Stored entries:
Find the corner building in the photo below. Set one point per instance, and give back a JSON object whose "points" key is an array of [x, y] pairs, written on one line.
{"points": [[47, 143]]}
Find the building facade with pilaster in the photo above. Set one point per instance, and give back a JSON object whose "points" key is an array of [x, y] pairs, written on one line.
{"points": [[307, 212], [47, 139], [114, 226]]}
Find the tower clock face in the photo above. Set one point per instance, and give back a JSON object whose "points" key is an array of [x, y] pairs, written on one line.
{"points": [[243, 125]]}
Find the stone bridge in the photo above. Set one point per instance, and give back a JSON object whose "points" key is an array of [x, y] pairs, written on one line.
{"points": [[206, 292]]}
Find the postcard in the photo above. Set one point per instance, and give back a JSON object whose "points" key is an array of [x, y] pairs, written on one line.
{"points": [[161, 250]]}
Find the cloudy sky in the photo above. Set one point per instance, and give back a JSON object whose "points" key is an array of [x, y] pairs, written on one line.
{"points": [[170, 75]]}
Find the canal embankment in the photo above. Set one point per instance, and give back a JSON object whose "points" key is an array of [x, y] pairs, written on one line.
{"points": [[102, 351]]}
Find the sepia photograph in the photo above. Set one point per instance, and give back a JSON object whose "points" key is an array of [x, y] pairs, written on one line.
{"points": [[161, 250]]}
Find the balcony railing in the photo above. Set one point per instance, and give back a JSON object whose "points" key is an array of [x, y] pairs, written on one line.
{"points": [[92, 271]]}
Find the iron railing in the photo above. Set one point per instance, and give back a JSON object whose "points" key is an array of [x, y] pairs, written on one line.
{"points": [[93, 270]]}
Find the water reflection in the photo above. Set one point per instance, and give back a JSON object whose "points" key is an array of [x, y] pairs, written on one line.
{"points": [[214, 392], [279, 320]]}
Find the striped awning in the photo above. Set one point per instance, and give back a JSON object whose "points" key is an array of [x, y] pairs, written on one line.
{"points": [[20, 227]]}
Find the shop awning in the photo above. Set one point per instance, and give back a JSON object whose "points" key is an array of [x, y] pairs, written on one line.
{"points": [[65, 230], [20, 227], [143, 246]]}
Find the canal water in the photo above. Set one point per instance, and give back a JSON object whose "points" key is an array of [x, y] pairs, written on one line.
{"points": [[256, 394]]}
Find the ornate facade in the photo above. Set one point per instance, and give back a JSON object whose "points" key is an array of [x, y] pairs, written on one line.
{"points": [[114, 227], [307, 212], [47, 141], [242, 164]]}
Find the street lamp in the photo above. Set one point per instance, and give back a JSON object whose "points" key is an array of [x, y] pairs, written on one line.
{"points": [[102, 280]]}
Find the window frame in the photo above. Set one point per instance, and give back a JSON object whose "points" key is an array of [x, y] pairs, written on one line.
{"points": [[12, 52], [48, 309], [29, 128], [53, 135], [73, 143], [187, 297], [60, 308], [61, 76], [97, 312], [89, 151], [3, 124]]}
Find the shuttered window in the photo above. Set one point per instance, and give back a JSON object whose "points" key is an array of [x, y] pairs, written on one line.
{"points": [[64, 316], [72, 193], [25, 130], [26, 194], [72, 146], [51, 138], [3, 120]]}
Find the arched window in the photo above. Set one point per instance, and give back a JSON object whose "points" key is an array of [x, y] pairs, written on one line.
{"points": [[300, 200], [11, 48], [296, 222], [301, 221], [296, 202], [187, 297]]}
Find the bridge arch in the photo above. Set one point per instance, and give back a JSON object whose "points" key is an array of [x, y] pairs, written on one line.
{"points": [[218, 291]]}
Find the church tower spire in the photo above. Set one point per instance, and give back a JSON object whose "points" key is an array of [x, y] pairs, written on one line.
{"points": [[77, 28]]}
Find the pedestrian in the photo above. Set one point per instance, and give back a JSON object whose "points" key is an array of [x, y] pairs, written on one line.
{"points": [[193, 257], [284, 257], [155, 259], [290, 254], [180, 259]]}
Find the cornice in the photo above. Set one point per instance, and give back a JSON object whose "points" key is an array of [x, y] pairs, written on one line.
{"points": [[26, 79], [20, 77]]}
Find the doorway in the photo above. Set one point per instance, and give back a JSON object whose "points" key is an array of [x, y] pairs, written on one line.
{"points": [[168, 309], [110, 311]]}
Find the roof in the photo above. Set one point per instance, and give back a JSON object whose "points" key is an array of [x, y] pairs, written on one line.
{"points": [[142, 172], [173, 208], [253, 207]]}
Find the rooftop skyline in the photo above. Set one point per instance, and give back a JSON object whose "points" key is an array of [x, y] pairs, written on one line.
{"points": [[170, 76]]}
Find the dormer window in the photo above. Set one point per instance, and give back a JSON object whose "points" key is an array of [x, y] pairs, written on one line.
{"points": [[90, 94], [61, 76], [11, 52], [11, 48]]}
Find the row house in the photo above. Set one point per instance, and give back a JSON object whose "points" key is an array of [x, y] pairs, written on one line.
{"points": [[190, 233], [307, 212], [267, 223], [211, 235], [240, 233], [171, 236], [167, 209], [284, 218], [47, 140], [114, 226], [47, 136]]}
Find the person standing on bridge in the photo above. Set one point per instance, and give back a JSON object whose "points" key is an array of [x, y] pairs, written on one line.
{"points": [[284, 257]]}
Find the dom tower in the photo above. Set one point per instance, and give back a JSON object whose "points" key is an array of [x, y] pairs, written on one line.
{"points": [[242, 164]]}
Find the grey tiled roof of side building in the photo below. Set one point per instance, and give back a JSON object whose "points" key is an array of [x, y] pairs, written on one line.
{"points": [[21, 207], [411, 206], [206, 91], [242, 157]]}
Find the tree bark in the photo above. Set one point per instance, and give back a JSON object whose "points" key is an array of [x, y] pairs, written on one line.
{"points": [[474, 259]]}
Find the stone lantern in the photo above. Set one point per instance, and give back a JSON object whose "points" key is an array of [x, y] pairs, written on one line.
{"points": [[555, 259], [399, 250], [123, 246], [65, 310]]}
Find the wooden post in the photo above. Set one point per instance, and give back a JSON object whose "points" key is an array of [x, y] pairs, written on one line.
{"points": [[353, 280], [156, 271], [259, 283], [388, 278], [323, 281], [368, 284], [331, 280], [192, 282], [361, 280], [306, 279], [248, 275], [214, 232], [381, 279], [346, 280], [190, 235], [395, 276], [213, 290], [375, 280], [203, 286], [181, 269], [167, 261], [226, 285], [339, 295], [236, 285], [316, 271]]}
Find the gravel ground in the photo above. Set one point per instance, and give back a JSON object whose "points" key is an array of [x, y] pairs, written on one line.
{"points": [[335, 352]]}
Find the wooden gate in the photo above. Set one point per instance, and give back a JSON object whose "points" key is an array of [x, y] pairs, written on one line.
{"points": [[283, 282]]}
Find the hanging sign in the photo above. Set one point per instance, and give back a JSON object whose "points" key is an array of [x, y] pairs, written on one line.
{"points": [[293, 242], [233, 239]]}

- Task description:
Repeat the data above, word for word.

- Response:
Find the corner building in the photo below. Set one point per instance, and give back a JSON object whose "points" key is an array of [x, y] pairs, written on one line.
{"points": [[47, 143]]}
Find the building facade with pilaster in the photo above. Set one point per instance, and give back a JSON object whose "points" key is an array of [x, y] pairs, written on one line.
{"points": [[307, 212], [47, 139], [114, 226]]}
Find the tower clock face in the photo above. Set one point per instance, and give back a JSON object whose "points" key is an array of [x, y] pairs, written on one line.
{"points": [[243, 125]]}
Find the stone bridge in the photo above. Set one point per instance, and give back a JSON object whose "points" key is an array of [x, y] pairs, written on one line.
{"points": [[206, 292]]}
Find the postcard in the photo above. Set one point per instance, and give back a JSON object whose "points" key is an array of [x, y] pairs, written on one line.
{"points": [[161, 250]]}
Find the cloudy sky in the photo above. Set one point per instance, and give back a JSON object whose "points" key is an array of [x, y] pairs, written on one line.
{"points": [[170, 75]]}
Find the canal embankment in the photo above. Set one point per instance, and give back a JSON object whose "points" key is an array of [x, y] pairs, written on one line.
{"points": [[102, 351]]}
Find the sepia photograph in the photo above. Set one point per instance, and give back a JSON object whose "points" key is an array of [x, y] pairs, written on one line.
{"points": [[161, 250]]}
Find the balcony railing in the photo above. Set one point per instance, and give back a JSON object whose "points" key is an array of [x, y] pairs, written on one line.
{"points": [[92, 271]]}
Find the iron railing in the photo above. Set one point per instance, and give back a JSON object whose "points" key is an array of [x, y] pairs, written on one line.
{"points": [[93, 270]]}
Find the water reflection in the photo above. Set one point per instance, and give back a JSON object whose "points" key is an array of [x, y] pairs, written on one line.
{"points": [[214, 392], [279, 320]]}
Find the striped awning in the photo above. Set one point per instance, and give back a JSON object whose "points" key is an array of [x, y] pairs, written on one line.
{"points": [[20, 227]]}
Find the shop awning in the photo above. Set one point per instance, and give back a JSON object whose "points" key is an array of [x, y] pairs, written on one line.
{"points": [[65, 230], [20, 227], [143, 246]]}
Find the canal water in the photo above. Set one point per instance, and give back a JSON object whose "points" key is an array of [x, y] pairs, written on one line.
{"points": [[256, 394]]}
Find the ornate facade in the photo above. Set one point per instance, and give back a JSON object whose "points" key is an array of [x, y] pairs, written on one line.
{"points": [[114, 227], [307, 212], [47, 141], [242, 164]]}
Find the street lamp in the photo above. Set one point per instance, and give back a JSON object whose "points" key is an array of [x, y] pairs, written on one line.
{"points": [[102, 280]]}
Find the window frame in the photo above. Set one point per instance, and give back a JSON object whose "points" key is an array of [x, y] pairs, written on one line.
{"points": [[12, 52], [48, 309], [29, 128], [53, 135], [73, 143], [187, 297], [60, 308], [61, 76], [97, 312], [89, 151], [3, 124]]}
Find the shuttered window in the photo above. Set one point per instance, and give back a JSON object whose "points" key is an array of [x, y] pairs, written on one line.
{"points": [[64, 316], [72, 193], [25, 130], [26, 194], [72, 146], [51, 138], [3, 120]]}
Find the arched window in the photo above. Set one point per instance, and give back a JSON object whose "points" key is an array of [x, y] pairs, written on one line.
{"points": [[300, 200], [11, 48], [296, 222], [301, 221], [296, 202], [187, 297]]}
Find the bridge arch in the photo above. Set one point per instance, and give back a JSON object whose "points" key is an array of [x, y] pairs, written on one line.
{"points": [[218, 291]]}
Find the church tower spire in the photo above. Set one point per instance, and give back a JSON object whose "points" key is an array of [x, y] pairs, written on one line.
{"points": [[77, 28]]}
Find the pedestrian in the photo above. Set one point per instance, and give back a JSON object whose "points" key is an array of [x, y] pairs, written on one line.
{"points": [[193, 257], [284, 257], [155, 259], [290, 254], [180, 259]]}
Find the cornice in the photo above. Set one point per instance, and give back a JSON object whose "points" key is an array of [x, y] pairs, written on one line.
{"points": [[26, 79], [20, 77]]}
Find the doorway in the photo above. Set one point per instance, and give back a JSON object whose "points" key is an array of [x, y] pairs, written on one line.
{"points": [[168, 309], [110, 311]]}
Find the roof in the photo above. Set one point per instance, and give back a JSON object whose "points" key is an array of [x, y] pairs, written on one line.
{"points": [[142, 172], [173, 208], [253, 207]]}
Find the rooftop skyline in the photo above. Set one point per instance, and give back a JSON object whose "points" key is an array of [x, y] pairs, written on one line.
{"points": [[170, 76]]}
Find the dormer window in the photo above. Set one point per instance, and give back a JSON object whose "points" key is an array of [x, y] pairs, written on one line.
{"points": [[90, 94], [61, 76], [11, 52], [11, 48]]}
Find the row house in the photo above. Set one point per instance, and give back a JSON object whose "points" key is an array of [x, y] pairs, written on one line.
{"points": [[190, 233], [307, 212], [267, 223], [211, 235], [240, 233], [171, 236], [167, 209], [284, 218], [47, 140], [114, 226], [47, 136]]}
Find the person standing on bridge in the photo above. Set one point per instance, and give back a JSON object whose "points" key is an array of [x, y] pairs, written on one line.
{"points": [[284, 257]]}
Find the dom tower in the photo above. Set one point per instance, and give back a JSON object whose "points" key is an array of [x, y] pairs, written on one line.
{"points": [[242, 164]]}
Find the grey tiled roof of side building in the photo below. Set one point per instance, and give back a JSON object whose "points" key is an array of [x, y] pairs, written on one line.
{"points": [[21, 207], [411, 206], [206, 91], [242, 157]]}
Find the tree bark in the photo above. Set one point per instance, and give back a JSON object whose "points" key is an array of [x, y] pairs, written on one line.
{"points": [[474, 259]]}
Find the stone lantern in the photo above. Set one point per instance, and give back a JSON object whose "points" key is an array of [x, y] pairs, written on one line.
{"points": [[555, 259], [399, 250], [123, 246], [65, 310]]}
Find the wooden post in the photo above. Set one point per instance, and give back a JSON object whose "points" key is an array of [x, y] pairs, written on one line.
{"points": [[353, 280], [156, 271], [259, 283], [388, 278], [323, 281], [368, 284], [331, 280], [192, 282], [361, 280], [306, 279], [248, 275], [214, 232], [381, 279], [346, 280], [190, 235], [395, 276], [213, 290], [375, 280], [203, 286], [181, 269], [167, 261], [226, 285], [339, 295], [236, 285], [316, 271]]}
Find the gravel ground in the photo above. Set one point per instance, and give back a JSON object whose "points" key is an array of [x, y] pairs, written on one line.
{"points": [[335, 352]]}
Find the wooden gate in the photo above. Set one point per instance, and give back a JSON object whose "points" key is an array of [x, y] pairs, written on one line.
{"points": [[283, 282]]}
Find the hanging sign in the photo above. Set one point per instance, and give back a JSON object whose "points" key is an array of [x, y] pairs, written on one line.
{"points": [[293, 242], [233, 239]]}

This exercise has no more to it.